(What is required)
Copy the rows below word for word, starting with the line that contains "Isolate green shrub from this picture." and going on through the line that contains "[0,121,298,424]". Include both of those lines.
++++++++++
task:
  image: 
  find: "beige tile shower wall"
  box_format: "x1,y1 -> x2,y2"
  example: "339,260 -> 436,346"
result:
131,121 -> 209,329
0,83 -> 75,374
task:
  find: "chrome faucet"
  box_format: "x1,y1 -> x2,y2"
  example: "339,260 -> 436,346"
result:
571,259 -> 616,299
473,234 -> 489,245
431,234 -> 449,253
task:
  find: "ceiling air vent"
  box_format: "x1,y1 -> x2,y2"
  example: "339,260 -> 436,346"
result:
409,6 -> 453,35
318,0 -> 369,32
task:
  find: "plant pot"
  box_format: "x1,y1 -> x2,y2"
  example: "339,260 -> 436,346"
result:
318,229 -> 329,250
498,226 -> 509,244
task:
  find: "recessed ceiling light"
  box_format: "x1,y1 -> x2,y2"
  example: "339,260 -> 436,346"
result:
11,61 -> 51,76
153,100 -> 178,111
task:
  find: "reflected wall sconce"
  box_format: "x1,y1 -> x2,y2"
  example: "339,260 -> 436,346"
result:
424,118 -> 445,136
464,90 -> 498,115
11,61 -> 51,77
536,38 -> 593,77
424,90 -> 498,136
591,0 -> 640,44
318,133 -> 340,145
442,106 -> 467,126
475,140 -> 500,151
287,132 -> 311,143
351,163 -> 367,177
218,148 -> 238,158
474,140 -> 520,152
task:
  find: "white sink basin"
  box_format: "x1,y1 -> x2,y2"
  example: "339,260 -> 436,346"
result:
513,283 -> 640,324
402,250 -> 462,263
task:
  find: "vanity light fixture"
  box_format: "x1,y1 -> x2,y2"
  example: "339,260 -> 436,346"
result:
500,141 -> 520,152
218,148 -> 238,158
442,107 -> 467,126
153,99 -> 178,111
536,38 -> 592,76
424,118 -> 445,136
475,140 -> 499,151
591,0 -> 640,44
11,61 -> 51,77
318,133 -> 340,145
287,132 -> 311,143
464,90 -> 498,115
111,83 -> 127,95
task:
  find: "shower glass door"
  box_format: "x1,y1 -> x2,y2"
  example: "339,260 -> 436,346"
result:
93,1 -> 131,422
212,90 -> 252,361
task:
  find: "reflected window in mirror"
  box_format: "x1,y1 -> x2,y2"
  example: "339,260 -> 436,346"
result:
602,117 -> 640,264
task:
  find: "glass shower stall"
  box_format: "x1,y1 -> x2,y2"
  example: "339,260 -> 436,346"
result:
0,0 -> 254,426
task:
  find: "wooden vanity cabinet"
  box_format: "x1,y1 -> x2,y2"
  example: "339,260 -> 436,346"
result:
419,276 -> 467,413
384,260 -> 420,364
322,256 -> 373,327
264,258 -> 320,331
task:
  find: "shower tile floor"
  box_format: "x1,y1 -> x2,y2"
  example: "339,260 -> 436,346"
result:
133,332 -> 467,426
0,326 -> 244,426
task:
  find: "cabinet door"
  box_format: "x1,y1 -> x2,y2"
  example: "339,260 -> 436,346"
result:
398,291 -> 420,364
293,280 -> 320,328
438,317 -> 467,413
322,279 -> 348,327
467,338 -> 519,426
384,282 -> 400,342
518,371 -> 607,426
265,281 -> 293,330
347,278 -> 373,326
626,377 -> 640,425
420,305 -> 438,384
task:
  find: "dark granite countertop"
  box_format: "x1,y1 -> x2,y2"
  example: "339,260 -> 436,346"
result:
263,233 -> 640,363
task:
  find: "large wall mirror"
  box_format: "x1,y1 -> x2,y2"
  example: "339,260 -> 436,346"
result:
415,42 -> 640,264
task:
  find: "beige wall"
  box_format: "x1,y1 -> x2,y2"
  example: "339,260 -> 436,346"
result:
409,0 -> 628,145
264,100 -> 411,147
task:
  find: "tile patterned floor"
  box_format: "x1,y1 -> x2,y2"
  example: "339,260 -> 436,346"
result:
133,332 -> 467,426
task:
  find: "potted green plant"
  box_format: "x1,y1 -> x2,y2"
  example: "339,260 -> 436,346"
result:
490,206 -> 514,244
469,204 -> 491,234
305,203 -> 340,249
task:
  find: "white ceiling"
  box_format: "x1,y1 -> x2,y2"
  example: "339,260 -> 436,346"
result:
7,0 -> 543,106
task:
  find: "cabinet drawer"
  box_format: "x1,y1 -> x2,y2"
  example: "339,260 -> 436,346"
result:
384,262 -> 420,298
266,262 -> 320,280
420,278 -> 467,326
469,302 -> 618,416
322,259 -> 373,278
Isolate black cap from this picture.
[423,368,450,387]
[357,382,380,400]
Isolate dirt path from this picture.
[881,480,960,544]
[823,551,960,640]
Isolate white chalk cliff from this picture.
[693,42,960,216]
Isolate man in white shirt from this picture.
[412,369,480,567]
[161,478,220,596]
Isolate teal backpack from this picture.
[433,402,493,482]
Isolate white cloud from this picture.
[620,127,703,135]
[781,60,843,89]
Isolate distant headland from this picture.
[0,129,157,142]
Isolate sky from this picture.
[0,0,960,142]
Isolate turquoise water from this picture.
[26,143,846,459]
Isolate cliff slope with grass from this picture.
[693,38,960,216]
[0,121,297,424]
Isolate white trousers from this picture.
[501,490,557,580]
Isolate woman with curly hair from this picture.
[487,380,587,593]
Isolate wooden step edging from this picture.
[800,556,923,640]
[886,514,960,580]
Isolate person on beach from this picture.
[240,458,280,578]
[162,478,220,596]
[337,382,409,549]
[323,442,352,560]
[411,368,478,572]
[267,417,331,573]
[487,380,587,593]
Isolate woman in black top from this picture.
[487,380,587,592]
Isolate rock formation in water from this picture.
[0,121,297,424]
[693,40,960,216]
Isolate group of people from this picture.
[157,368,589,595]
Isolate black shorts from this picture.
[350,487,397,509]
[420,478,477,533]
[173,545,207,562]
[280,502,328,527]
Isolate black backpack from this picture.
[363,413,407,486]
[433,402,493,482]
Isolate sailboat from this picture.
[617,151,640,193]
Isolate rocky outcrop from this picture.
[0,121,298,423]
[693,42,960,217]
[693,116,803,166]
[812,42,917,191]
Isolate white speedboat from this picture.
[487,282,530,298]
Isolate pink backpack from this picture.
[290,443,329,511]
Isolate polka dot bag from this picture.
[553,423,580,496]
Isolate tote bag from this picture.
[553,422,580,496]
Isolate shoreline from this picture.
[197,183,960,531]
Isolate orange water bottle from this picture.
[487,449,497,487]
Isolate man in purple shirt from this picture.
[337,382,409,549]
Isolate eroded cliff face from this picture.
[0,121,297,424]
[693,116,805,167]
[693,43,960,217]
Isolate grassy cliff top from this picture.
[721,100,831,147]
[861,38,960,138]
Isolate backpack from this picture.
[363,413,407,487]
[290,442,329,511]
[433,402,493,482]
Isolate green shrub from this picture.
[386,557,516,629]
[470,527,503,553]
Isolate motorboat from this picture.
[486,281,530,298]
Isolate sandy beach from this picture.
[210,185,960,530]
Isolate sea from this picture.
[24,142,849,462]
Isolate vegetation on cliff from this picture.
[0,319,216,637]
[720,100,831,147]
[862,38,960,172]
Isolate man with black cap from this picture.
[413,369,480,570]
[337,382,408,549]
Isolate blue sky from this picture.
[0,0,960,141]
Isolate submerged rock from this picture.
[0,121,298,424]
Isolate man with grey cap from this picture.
++++++++++
(In response)
Isolate green shrub from this picture.
[386,557,516,629]
[470,527,503,553]
Isolate motorboat from this picture.
[486,281,530,298]
Isolate sandy beach from this picture.
[210,185,960,530]
Isolate sea from this picture.
[24,142,849,462]
Isolate vegetation on cliff from this picture.
[0,319,216,637]
[720,100,831,147]
[862,38,960,172]
Isolate man with black cap from this picture.
[413,369,480,570]
[337,382,408,549]
Isolate blue sky from this picture.
[0,0,960,141]
Isolate submerged rock from this picture.
[0,121,298,424]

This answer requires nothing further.